§ Work required
In the material below, find the line with "Target: black shorts"; set down that line and every line after it to the end, exactly, without pictures.

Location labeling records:
* start *

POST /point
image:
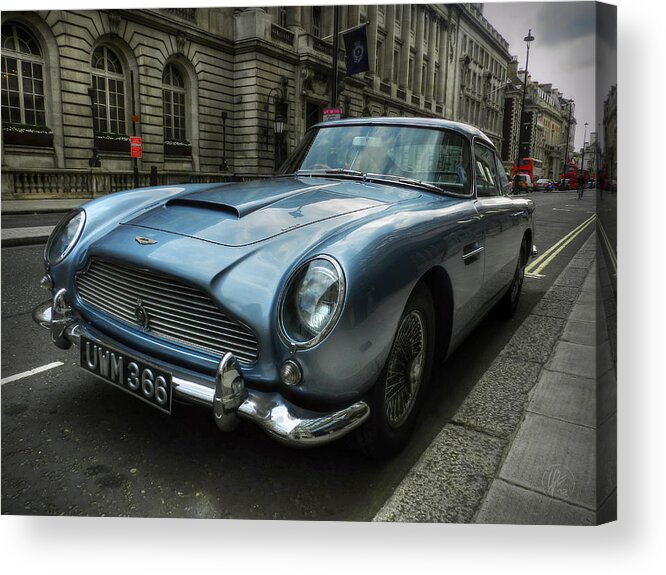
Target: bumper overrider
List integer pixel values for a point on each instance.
(230, 399)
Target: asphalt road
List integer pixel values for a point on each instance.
(73, 445)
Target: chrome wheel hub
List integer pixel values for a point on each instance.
(405, 368)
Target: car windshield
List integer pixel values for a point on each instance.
(435, 158)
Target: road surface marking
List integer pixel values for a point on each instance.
(609, 246)
(537, 266)
(31, 372)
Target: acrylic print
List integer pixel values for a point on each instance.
(323, 263)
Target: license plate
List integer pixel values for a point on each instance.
(143, 380)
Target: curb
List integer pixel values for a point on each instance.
(12, 237)
(453, 478)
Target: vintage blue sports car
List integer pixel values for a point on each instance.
(311, 304)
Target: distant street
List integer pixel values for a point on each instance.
(73, 445)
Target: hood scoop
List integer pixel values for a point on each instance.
(208, 205)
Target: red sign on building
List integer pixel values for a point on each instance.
(136, 149)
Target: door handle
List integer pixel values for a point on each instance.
(471, 252)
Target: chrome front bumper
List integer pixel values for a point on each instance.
(230, 398)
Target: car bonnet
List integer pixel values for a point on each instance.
(246, 213)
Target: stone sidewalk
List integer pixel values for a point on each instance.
(535, 441)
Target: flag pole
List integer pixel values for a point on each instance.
(334, 75)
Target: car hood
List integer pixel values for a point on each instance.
(247, 213)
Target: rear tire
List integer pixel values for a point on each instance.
(396, 396)
(509, 303)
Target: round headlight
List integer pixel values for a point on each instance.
(312, 302)
(64, 237)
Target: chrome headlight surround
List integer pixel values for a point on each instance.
(65, 236)
(311, 302)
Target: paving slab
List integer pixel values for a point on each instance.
(575, 359)
(497, 402)
(572, 277)
(606, 458)
(566, 397)
(511, 504)
(581, 332)
(606, 396)
(535, 339)
(449, 481)
(554, 458)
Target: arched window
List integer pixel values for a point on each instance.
(108, 84)
(22, 77)
(173, 98)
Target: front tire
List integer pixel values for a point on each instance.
(396, 396)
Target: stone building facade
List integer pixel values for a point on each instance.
(610, 134)
(222, 93)
(550, 120)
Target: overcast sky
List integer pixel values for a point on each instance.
(563, 53)
(569, 39)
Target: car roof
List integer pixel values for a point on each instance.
(464, 129)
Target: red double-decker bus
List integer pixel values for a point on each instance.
(530, 166)
(569, 178)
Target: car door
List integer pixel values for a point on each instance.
(500, 222)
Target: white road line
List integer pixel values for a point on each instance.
(31, 372)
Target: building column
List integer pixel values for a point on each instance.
(406, 37)
(443, 51)
(353, 15)
(306, 18)
(294, 17)
(372, 38)
(418, 63)
(389, 45)
(430, 83)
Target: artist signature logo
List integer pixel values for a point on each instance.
(558, 481)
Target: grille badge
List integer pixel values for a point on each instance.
(140, 314)
(144, 241)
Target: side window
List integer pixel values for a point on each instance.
(505, 184)
(487, 184)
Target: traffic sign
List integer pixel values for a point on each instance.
(332, 114)
(136, 148)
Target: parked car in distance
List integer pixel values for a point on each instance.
(312, 304)
(544, 184)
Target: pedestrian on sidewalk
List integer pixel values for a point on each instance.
(581, 185)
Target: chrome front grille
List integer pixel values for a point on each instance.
(174, 311)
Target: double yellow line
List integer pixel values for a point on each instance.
(535, 268)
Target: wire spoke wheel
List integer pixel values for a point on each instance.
(405, 368)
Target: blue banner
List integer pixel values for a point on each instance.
(356, 44)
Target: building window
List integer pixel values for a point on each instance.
(22, 77)
(316, 21)
(379, 56)
(108, 85)
(282, 16)
(424, 77)
(173, 102)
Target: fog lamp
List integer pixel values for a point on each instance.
(290, 373)
(46, 283)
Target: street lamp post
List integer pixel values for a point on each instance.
(582, 160)
(566, 142)
(529, 38)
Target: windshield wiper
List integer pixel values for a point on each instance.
(330, 172)
(405, 180)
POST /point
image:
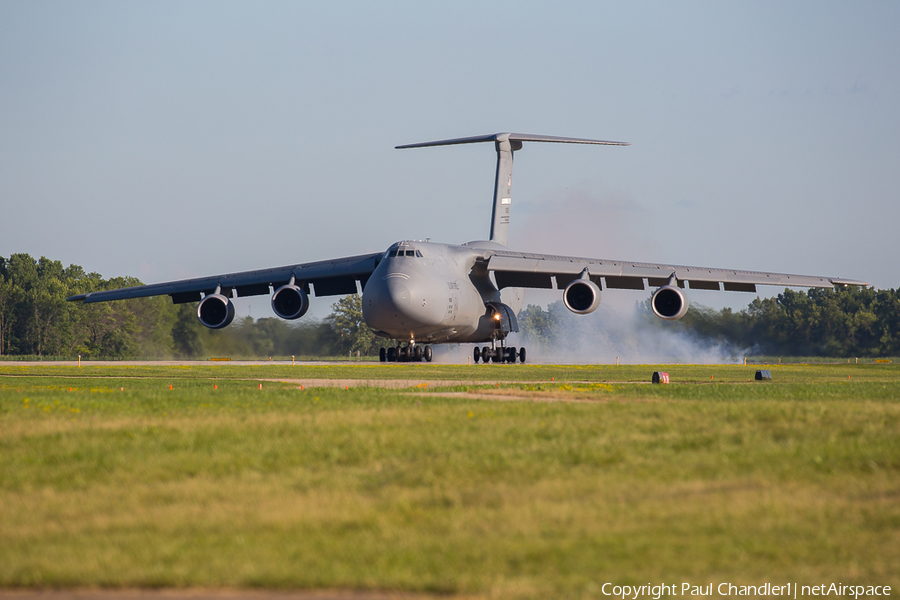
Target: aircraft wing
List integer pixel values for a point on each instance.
(527, 270)
(328, 278)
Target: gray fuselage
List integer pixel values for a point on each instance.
(429, 292)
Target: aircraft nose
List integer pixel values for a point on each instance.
(397, 292)
(388, 303)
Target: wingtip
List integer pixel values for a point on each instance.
(848, 282)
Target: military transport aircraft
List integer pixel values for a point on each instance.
(420, 292)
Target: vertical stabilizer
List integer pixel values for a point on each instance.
(506, 144)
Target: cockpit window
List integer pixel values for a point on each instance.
(401, 252)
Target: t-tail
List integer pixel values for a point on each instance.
(506, 144)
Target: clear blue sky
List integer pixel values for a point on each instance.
(169, 139)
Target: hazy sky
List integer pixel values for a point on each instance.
(177, 139)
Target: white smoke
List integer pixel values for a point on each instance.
(629, 336)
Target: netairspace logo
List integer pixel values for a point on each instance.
(790, 590)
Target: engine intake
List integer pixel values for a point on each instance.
(669, 303)
(290, 302)
(582, 296)
(215, 311)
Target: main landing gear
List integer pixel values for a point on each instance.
(408, 353)
(502, 354)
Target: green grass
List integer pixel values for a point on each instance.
(124, 482)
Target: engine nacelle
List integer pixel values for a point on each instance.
(215, 311)
(669, 303)
(290, 302)
(582, 296)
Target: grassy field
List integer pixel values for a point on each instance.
(110, 478)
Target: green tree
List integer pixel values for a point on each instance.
(346, 319)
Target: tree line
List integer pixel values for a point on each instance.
(35, 320)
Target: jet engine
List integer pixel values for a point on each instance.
(582, 296)
(215, 311)
(669, 303)
(290, 302)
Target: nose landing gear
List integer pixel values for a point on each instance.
(408, 353)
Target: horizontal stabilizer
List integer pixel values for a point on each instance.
(513, 137)
(506, 144)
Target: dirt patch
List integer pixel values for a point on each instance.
(505, 396)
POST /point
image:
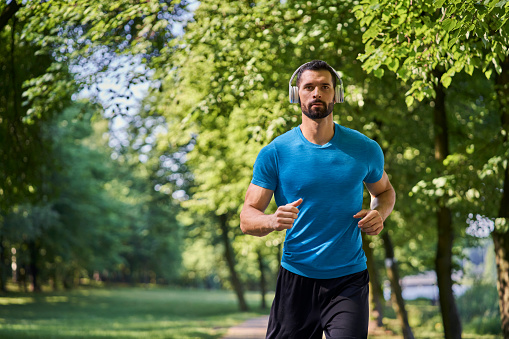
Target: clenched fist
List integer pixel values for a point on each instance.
(285, 215)
(371, 222)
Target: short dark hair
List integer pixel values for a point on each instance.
(317, 65)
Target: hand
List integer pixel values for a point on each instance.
(285, 216)
(371, 222)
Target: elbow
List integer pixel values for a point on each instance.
(243, 227)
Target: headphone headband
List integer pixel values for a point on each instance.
(294, 90)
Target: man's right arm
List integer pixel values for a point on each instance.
(254, 221)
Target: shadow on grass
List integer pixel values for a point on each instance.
(122, 313)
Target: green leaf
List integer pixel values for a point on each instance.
(393, 65)
(379, 72)
(488, 72)
(449, 24)
(439, 3)
(409, 100)
(446, 80)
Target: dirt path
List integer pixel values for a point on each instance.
(252, 329)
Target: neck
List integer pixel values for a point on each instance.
(318, 131)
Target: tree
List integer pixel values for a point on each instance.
(428, 44)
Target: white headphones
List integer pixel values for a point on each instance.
(339, 95)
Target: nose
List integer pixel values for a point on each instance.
(317, 93)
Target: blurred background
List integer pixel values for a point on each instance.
(129, 128)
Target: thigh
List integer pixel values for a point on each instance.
(346, 313)
(295, 311)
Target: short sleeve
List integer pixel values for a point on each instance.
(265, 168)
(375, 163)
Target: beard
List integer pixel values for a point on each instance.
(317, 112)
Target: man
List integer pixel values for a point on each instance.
(316, 173)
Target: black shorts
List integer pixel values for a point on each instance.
(306, 308)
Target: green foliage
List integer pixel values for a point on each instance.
(122, 313)
(413, 39)
(479, 309)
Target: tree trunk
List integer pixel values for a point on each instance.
(34, 269)
(3, 266)
(376, 294)
(230, 260)
(397, 297)
(263, 280)
(443, 260)
(501, 235)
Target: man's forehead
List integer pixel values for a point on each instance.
(321, 75)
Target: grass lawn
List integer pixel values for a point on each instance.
(157, 312)
(122, 313)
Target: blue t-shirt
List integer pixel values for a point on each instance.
(325, 241)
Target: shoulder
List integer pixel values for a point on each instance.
(281, 141)
(356, 137)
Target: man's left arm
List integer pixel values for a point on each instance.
(383, 198)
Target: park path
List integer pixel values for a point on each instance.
(255, 329)
(251, 329)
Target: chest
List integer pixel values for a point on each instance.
(321, 170)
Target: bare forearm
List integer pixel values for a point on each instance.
(384, 203)
(255, 222)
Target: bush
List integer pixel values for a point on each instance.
(479, 311)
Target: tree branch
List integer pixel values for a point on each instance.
(8, 13)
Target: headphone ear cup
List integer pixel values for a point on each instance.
(294, 95)
(339, 96)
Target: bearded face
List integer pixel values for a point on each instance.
(317, 109)
(316, 94)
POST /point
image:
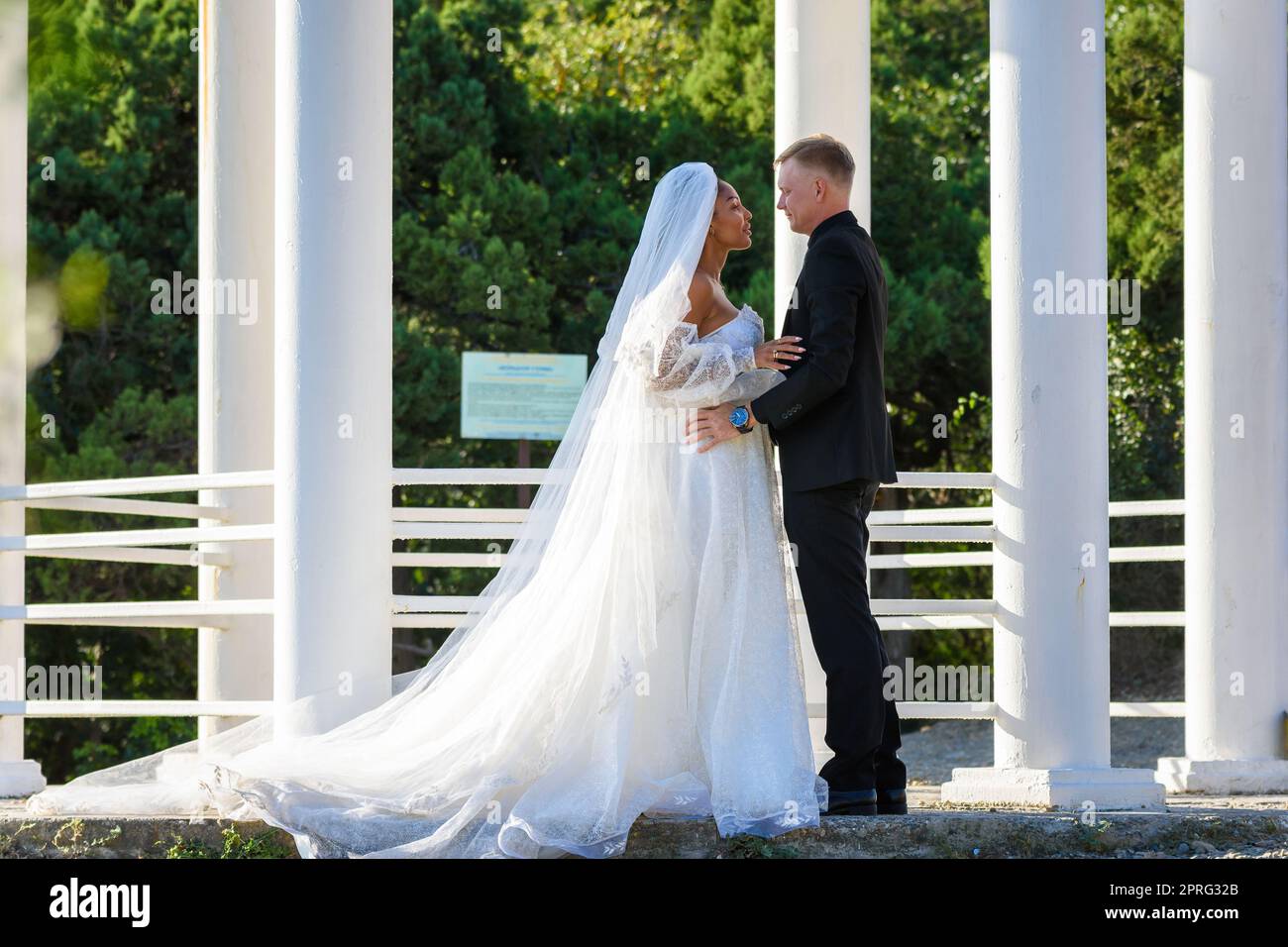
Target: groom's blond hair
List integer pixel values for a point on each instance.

* end *

§ Reply to the task
Target: black shorts
List integer pixel values for a point on each instance.
(306, 308)
Target: green foliage
List integer pixel values for a point on each instance.
(122, 313)
(413, 39)
(479, 309)
Target: tree trunk
List integer pixel values for a point on each instance.
(34, 269)
(3, 266)
(376, 294)
(230, 260)
(397, 297)
(263, 280)
(443, 260)
(501, 235)
Target: man's forehead
List integer pixel values for a point on each instance.
(321, 75)
Target: grass lawn
List integer pixel values for a point on each instance.
(157, 312)
(122, 313)
Target: blue t-shirt
List integer pixel values for a point on each instance.
(325, 241)
Target: shoulder
List integer pixel values for a point on each instance.
(281, 141)
(356, 137)
Target: man's left arm
List integer pixel values for a point on each instance.
(383, 198)
Target: park path
List integer pixel values for a point on each instance.
(255, 329)
(251, 329)
Target: chest
List integer pixel values for a point on each instance.
(321, 170)
Target: bare forearm
List integer pixel values for a point on each instance.
(384, 203)
(255, 222)
Target: bush
List integer pixel values for a point on each instance.
(479, 311)
Target: tree branch
List integer pixel values for a point on each instance.
(8, 13)
Target: headphone ear cup
List integer pixel values for a point on each instance.
(294, 95)
(339, 96)
Target: bearded face
List integer pixel values for a point on each instance.
(317, 109)
(316, 94)
POST /point
image:
Target: groom's blond hair
List integer pixel values for a point on each instance.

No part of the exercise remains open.